■ EXERCISE REQUIREMENTS ■
Reproduce the full listing below without the pictures, shifting every x and y coordinate in the answer lists up by 51. Leave the sample coordinate lists unchanged.

■ GIVEN DATA ■
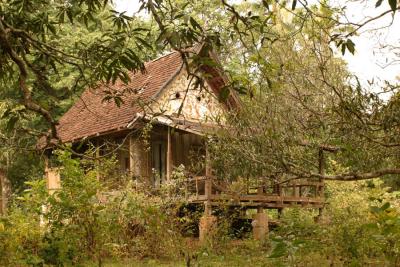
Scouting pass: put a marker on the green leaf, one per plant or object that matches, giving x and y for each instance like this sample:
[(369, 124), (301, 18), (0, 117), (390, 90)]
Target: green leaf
[(350, 46), (294, 3), (265, 4), (385, 206), (393, 4), (343, 49), (378, 3), (194, 23)]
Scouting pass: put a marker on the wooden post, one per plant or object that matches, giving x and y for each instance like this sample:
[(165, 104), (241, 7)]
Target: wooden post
[(260, 224), (321, 170), (208, 184), (169, 154)]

■ ANSWER TO THIS EXERCISE ■
Scouting pass: put a marker on the green leaf, one per plant or object that matches, giving x and y for each instance like this sample:
[(369, 124), (301, 18), (0, 117), (390, 90)]
Target: green leaf
[(401, 97), (345, 54), (316, 55), (436, 257), (444, 55), (394, 100), (429, 54), (245, 74)]
Scouting pass: put a marker on the wooden post, one per plant or object that matches, giving x and y for each instance like this sample:
[(165, 104), (241, 7)]
Target: wooden post
[(311, 275), (372, 221), (259, 235), (220, 205)]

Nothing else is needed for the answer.